● Vorliegender Auszug
-------------------------

Ausgewählte bibliometrische Indikatoren
Grob vereinfacht misst Bibliometrie den Einfluss einer Person (autorenbezogene Indikatoren), eines Werkes (publikationsbezogene Indikatoren) oder einer Fachzeitschrift (zeitschriftenbezogene Indikatoren) auf die Wissenschaft. Alle Indikatoren basieren im wesentlichen auf Maßzahlen des Publikationsoutputs (z.B. Publikationsanzahl) bzw. auf Maßzahlen für die Wahrnehmung durch die Wissenschaftsgemeinde (z.B. Zitationsanzahl).
Neuere Indikatoren beziehen Soziale Medien (Altmetrics), die zitierten Referenzen (Maß der Disruptivität), den Kontext, die Funktion und die Wertigkeit der Zitationen (Citation Content / Context analysis) in die Analyse mit ein.

-------------------------

● Aufgabe 1
Unter welcher Bezeichnung beziehen neuere Indikatoren laut dem Auszug über bibliometrische Indikatoren Soziale Medien in die Analyse ein?

-------------------------

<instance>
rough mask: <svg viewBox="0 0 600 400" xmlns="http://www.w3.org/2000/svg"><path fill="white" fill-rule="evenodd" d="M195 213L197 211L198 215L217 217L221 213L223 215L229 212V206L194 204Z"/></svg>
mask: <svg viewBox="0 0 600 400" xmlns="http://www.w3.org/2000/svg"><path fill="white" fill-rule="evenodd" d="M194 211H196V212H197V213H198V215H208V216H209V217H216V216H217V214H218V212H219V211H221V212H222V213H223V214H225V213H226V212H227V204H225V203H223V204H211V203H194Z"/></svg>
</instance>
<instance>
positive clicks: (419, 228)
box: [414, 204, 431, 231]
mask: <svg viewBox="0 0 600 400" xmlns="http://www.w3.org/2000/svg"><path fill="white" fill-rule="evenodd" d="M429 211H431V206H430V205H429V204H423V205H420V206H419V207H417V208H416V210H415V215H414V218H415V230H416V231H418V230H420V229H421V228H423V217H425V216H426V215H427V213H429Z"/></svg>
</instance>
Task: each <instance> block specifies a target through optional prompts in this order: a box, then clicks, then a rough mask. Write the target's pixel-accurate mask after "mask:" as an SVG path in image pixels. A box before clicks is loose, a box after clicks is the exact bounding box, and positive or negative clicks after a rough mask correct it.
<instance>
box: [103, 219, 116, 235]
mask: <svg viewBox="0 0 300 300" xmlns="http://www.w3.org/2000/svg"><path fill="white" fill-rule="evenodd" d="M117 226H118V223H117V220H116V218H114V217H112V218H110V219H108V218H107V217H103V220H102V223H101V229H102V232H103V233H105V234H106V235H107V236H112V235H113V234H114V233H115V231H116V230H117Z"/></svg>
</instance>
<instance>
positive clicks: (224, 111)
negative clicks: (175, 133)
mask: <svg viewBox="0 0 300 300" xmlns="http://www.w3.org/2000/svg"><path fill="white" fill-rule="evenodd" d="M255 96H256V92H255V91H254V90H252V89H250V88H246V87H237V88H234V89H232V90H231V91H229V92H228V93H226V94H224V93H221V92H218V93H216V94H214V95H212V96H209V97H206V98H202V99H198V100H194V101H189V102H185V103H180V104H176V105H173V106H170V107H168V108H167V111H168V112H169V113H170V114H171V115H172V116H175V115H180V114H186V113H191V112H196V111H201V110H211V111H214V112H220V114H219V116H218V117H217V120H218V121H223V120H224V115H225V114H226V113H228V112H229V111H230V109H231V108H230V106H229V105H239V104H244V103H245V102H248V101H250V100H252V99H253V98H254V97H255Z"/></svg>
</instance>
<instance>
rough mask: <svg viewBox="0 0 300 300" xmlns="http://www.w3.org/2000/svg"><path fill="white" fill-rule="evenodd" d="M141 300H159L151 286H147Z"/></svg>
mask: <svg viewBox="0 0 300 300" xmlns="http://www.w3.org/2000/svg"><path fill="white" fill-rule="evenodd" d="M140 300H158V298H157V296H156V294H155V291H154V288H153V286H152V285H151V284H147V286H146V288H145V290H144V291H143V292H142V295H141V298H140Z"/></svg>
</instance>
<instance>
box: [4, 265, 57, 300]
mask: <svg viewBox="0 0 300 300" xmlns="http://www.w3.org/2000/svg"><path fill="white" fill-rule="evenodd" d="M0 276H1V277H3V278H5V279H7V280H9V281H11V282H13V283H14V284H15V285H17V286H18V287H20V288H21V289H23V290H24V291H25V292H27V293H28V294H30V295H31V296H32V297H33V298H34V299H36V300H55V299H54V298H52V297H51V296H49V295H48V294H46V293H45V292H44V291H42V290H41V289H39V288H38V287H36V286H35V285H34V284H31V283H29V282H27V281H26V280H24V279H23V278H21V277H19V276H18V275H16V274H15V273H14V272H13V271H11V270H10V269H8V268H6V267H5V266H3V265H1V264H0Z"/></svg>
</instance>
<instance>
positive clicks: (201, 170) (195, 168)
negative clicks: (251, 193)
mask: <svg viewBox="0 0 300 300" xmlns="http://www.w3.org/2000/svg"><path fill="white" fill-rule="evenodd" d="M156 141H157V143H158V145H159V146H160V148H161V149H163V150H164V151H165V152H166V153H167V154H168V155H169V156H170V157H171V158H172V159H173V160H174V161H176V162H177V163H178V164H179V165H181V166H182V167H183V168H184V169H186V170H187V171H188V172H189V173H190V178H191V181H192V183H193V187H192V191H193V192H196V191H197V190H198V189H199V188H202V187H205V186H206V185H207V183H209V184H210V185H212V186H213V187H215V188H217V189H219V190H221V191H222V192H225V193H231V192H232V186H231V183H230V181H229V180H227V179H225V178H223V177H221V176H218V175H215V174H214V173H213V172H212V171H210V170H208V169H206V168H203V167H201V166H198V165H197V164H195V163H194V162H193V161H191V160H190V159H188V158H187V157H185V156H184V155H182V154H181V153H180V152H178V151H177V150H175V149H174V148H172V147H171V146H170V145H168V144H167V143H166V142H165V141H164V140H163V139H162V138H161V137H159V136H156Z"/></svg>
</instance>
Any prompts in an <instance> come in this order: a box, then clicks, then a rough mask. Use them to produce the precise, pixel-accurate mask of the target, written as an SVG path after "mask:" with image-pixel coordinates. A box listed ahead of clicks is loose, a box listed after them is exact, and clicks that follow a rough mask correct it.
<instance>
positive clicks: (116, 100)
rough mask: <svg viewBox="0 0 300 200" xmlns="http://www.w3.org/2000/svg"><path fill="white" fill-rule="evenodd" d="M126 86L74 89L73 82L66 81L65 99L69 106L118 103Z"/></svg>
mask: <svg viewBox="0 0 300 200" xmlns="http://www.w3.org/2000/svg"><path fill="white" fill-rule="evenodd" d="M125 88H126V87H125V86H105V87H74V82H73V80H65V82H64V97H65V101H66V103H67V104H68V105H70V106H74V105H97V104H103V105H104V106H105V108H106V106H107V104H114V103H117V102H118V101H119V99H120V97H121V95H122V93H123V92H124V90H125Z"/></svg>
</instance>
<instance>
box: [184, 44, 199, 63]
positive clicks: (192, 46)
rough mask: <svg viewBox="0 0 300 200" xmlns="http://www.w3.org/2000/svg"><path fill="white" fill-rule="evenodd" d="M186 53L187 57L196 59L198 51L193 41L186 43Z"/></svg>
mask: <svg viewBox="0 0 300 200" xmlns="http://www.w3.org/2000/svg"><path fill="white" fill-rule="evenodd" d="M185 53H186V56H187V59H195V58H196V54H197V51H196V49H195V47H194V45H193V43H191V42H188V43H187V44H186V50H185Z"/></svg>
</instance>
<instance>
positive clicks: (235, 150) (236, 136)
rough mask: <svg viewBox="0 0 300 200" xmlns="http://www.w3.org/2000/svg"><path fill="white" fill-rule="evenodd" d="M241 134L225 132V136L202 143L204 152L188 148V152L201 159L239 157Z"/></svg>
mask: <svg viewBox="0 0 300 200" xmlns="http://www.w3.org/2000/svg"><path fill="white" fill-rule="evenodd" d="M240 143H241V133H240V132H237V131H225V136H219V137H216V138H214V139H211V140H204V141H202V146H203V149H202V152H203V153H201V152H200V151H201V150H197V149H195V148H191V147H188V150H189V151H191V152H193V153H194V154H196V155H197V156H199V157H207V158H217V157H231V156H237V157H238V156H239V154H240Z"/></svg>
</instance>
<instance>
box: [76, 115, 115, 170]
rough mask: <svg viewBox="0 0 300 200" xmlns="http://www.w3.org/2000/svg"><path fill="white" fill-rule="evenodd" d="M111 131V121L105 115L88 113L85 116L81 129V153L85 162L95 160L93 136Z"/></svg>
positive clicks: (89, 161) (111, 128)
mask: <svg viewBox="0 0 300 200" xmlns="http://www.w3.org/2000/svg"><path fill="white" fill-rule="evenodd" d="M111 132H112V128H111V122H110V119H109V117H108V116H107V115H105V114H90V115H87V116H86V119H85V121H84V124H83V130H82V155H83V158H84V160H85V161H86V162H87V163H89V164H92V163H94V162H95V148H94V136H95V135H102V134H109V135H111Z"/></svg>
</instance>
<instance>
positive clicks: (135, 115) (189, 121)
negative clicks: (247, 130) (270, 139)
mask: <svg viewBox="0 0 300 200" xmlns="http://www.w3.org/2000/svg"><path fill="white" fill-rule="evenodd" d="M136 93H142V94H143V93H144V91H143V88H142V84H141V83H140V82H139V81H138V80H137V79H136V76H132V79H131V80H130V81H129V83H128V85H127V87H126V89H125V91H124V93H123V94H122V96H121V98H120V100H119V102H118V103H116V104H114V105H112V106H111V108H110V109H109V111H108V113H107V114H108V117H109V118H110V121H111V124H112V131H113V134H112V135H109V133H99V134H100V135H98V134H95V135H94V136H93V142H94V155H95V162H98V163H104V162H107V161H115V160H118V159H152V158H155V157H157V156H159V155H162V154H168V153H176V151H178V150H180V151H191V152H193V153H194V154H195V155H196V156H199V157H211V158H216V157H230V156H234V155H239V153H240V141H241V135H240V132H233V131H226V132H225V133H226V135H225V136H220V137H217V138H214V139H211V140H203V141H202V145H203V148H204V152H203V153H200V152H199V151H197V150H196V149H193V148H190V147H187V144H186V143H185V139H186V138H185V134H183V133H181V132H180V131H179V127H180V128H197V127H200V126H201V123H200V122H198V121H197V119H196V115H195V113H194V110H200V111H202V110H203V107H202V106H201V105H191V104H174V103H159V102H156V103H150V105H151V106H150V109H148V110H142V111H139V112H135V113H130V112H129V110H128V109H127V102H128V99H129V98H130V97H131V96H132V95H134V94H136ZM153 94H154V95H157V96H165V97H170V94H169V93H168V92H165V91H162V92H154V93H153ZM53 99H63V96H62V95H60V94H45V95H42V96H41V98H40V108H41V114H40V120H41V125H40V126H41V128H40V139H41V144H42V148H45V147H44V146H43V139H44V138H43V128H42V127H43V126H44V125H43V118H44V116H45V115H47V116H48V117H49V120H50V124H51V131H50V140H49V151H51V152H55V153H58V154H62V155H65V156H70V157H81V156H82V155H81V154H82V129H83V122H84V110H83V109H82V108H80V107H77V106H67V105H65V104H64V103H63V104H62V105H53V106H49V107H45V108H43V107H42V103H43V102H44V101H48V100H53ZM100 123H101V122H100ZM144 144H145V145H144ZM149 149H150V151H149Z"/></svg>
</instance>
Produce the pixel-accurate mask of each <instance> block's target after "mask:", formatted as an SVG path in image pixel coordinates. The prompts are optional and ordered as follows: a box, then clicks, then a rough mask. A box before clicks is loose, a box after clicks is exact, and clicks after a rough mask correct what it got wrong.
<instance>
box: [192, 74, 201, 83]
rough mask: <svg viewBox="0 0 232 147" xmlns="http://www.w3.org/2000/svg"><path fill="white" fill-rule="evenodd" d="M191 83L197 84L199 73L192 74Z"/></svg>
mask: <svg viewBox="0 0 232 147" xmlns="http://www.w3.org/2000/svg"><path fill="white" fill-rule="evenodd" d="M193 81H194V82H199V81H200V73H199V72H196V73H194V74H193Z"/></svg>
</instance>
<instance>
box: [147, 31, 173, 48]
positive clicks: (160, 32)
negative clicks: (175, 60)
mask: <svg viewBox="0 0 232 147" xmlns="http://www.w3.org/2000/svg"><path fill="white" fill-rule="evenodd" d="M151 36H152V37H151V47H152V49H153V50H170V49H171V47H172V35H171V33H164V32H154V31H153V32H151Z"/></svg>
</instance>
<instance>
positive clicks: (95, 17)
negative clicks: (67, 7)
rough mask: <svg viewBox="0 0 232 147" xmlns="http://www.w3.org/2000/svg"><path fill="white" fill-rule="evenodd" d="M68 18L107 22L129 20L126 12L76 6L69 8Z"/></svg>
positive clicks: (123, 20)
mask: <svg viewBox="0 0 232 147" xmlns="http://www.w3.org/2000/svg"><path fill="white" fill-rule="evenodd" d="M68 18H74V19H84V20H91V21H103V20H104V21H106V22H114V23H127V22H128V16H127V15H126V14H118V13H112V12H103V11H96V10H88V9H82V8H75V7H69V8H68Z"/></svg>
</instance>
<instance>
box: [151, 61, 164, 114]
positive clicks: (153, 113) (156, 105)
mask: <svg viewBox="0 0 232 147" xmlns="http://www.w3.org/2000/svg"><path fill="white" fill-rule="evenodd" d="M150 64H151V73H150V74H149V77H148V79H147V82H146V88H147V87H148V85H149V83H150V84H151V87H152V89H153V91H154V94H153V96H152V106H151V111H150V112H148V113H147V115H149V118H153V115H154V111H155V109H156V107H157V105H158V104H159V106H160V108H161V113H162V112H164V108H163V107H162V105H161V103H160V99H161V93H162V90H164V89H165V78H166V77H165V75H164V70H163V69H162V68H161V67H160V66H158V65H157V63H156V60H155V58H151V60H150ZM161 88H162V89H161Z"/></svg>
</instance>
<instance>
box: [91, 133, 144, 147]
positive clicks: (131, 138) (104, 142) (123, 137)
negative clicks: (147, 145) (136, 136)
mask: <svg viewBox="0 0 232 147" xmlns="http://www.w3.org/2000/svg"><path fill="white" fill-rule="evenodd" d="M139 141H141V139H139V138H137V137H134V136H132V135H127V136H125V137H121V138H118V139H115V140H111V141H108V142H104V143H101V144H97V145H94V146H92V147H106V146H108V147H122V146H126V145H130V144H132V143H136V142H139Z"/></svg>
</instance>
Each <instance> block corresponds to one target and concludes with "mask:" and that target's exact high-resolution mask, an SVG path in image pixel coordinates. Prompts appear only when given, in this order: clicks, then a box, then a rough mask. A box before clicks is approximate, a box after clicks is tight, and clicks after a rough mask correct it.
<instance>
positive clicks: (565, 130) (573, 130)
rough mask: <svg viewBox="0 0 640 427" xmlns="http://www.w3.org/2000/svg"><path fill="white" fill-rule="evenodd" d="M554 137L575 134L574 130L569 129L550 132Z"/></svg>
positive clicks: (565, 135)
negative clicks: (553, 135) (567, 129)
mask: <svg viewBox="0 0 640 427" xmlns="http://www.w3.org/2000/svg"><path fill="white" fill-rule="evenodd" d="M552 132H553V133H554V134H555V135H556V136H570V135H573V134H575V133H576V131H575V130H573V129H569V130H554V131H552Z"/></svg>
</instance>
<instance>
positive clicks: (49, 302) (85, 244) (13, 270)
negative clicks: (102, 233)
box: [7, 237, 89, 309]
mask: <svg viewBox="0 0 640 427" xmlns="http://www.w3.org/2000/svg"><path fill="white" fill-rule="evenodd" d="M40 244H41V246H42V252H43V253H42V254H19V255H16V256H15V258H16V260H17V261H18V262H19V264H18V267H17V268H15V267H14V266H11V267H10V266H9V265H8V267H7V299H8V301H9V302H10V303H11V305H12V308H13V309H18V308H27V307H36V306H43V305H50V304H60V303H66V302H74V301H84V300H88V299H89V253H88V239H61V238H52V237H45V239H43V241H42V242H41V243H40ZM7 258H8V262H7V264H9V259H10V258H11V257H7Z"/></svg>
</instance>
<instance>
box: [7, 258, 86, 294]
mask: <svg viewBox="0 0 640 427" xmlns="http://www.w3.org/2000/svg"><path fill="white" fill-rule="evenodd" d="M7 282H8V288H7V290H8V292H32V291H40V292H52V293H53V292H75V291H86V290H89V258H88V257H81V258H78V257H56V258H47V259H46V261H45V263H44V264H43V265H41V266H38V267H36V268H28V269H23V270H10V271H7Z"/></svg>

-------------------------

● Aufgabe 2
Tausche in den Datensätzen im Abschnitt vom Anfang bis einschließlich der Zeile mit „213L197 211L198 215L217“ den Ausdruck „rough mask“ gegen „grobe Maske“ aus. Gib nur diesen Abschnitt wieder und lass alles andere unverändert.

● Lösung 1
Unter der Bezeichnung Altmetrics.

● Lösung 2
<instance>
grobe Maske: <svg viewBox="0 0 600 400" xmlns="http://www.w3.org/2000/svg"><path fill="white" fill-rule="evenodd" d="M195 213L197 211L198 215L217 217L221 213L223 215L229 212V206L194 204Z"/></svg>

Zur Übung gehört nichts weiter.